* **DATASET EXTRACT**:
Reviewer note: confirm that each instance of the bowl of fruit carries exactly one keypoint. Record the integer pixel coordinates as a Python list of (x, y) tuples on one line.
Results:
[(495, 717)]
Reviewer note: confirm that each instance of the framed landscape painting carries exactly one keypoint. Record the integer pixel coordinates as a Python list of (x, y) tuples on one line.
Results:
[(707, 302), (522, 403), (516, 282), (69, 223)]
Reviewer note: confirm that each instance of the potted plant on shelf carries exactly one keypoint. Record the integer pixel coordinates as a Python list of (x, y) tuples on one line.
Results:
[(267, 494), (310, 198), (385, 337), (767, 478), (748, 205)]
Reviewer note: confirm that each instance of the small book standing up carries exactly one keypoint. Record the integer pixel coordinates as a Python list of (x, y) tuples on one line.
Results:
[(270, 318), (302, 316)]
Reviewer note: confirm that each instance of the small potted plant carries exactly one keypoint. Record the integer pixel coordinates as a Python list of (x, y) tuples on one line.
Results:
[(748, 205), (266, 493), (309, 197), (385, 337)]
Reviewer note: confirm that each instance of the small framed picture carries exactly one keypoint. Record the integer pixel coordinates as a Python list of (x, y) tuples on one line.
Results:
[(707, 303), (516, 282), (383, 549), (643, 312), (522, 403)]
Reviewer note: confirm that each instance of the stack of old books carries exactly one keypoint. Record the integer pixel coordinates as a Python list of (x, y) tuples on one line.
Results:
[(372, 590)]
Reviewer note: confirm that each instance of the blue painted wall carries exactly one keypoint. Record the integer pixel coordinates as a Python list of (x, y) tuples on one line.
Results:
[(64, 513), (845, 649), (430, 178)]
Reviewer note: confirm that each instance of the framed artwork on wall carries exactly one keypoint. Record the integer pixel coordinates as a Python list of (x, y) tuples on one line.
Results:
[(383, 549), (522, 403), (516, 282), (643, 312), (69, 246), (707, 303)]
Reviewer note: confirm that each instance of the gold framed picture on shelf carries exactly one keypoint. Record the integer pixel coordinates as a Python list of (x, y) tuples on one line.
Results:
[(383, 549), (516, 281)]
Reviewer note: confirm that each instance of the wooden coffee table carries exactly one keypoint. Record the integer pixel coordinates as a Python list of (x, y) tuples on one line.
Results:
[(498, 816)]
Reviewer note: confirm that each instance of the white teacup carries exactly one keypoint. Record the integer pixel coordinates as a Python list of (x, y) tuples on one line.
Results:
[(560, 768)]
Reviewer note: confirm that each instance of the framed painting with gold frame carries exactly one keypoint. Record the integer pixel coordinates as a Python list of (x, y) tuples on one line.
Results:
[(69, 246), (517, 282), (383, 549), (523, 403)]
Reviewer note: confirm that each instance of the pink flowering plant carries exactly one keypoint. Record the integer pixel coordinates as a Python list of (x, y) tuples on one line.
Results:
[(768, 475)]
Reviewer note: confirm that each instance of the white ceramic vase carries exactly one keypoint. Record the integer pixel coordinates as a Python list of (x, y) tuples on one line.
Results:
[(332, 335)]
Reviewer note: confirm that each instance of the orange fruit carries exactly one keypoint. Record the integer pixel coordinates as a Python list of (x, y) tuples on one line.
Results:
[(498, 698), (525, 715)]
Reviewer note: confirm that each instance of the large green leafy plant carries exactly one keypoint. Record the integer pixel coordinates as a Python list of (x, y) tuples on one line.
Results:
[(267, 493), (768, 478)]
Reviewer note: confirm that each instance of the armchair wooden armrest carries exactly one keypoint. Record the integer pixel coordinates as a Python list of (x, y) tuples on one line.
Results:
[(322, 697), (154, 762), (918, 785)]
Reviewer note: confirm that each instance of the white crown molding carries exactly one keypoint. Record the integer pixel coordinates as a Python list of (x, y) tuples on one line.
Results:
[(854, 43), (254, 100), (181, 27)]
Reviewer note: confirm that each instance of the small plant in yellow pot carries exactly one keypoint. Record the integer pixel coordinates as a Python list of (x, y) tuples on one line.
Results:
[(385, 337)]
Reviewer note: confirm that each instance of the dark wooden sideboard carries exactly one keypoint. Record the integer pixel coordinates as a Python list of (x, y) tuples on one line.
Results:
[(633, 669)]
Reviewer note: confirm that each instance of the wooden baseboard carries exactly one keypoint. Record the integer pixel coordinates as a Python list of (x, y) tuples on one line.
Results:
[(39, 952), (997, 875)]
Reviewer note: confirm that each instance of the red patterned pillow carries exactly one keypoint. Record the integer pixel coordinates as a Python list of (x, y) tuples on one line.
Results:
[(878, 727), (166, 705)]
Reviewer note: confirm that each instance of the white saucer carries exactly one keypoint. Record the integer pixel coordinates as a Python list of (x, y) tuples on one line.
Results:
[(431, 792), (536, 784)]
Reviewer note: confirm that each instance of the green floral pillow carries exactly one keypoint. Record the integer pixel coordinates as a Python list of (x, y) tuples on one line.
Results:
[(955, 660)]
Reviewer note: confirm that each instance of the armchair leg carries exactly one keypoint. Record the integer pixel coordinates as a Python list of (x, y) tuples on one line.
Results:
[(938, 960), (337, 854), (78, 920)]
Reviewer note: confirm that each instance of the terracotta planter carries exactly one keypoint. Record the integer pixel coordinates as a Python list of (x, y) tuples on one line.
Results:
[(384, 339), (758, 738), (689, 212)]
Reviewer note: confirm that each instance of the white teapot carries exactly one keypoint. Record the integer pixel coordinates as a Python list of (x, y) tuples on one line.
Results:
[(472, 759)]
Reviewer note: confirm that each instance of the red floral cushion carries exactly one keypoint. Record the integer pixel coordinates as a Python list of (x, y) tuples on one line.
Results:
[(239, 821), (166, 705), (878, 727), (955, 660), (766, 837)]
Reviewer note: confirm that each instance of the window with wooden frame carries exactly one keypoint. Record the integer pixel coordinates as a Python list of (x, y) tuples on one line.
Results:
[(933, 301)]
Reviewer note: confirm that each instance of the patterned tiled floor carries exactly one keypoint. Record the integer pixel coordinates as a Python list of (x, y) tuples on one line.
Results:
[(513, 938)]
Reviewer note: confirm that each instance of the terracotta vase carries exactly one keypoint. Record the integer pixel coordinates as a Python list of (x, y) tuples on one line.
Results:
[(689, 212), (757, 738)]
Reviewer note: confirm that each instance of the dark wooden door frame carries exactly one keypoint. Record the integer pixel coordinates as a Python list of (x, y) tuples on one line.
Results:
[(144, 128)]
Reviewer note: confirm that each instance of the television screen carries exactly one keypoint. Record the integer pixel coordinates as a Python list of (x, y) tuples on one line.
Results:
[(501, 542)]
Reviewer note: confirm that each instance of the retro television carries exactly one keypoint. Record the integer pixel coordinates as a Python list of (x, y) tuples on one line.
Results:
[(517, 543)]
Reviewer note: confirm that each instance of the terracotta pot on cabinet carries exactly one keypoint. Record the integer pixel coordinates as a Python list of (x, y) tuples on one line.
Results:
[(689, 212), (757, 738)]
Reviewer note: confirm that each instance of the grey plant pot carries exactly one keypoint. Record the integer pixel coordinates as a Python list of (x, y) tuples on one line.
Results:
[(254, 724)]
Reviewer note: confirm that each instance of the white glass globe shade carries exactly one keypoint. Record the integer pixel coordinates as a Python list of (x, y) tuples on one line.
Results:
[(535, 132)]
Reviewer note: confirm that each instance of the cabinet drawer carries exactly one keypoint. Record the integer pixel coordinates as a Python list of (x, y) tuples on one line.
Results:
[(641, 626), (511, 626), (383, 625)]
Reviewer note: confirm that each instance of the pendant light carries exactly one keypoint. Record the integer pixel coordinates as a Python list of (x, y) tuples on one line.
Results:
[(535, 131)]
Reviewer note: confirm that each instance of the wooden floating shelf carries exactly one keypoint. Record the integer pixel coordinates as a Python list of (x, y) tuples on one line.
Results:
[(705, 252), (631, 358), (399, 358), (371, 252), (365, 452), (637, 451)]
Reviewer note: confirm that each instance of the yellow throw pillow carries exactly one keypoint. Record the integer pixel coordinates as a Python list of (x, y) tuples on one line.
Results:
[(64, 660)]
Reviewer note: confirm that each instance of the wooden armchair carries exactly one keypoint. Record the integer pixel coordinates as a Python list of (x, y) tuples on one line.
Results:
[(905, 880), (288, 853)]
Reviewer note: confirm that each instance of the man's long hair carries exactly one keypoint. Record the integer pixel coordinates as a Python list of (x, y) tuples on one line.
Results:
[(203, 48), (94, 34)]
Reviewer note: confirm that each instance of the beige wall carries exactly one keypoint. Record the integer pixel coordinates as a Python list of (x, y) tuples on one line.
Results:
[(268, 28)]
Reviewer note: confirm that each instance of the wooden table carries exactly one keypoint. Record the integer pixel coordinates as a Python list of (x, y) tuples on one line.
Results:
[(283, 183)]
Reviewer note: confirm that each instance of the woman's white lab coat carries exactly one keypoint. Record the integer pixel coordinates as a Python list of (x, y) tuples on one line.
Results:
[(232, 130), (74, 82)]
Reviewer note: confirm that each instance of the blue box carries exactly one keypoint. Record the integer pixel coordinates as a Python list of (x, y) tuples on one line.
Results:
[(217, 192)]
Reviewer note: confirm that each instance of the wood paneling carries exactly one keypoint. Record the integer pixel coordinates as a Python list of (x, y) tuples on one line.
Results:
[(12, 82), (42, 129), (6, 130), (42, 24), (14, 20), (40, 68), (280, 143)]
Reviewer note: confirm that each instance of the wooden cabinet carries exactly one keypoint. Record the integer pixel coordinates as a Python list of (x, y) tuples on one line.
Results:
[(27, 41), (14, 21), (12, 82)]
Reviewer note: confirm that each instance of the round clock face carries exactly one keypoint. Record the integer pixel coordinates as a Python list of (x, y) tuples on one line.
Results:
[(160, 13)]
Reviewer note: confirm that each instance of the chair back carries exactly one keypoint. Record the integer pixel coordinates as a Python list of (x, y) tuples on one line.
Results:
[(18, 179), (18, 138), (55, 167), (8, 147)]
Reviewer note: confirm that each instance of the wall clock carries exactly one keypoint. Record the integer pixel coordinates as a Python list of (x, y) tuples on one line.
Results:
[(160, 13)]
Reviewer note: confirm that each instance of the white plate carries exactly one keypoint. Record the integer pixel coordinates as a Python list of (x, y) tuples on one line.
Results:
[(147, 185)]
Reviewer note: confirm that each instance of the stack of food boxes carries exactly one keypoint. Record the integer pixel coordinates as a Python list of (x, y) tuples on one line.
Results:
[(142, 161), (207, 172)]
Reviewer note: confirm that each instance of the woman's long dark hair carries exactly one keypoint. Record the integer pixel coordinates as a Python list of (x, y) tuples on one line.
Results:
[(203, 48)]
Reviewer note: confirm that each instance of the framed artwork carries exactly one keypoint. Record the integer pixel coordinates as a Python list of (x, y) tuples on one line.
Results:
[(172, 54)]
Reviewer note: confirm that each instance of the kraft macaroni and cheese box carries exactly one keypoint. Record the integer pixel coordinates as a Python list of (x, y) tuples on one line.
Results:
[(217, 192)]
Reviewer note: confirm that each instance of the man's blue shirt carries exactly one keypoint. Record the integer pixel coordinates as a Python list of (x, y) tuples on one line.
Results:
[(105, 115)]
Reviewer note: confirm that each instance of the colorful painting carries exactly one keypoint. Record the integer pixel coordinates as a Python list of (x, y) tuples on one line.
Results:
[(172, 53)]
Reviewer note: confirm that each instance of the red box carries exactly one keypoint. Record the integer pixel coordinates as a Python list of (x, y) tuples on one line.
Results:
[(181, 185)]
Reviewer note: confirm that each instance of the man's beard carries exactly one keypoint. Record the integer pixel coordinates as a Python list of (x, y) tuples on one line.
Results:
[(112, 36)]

* **YOUR GOAL**:
Take the lines that open with the one containing "Reviewer note: confirm that each instance of the wooden cabinet" and close with the one containing "[(27, 41), (14, 21), (12, 82)]", switch "wooden cabinet" to "tall cabinet", and write those lines out again with nothing else altered.

* **ANSWER TO THE PROBLEM**:
Reviewer note: confirm that each instance of the tall cabinet carries exactly one keypoint. Record the integer pixel coordinates as a Python list of (x, y) tuples on one line.
Results:
[(27, 41), (14, 21), (12, 82)]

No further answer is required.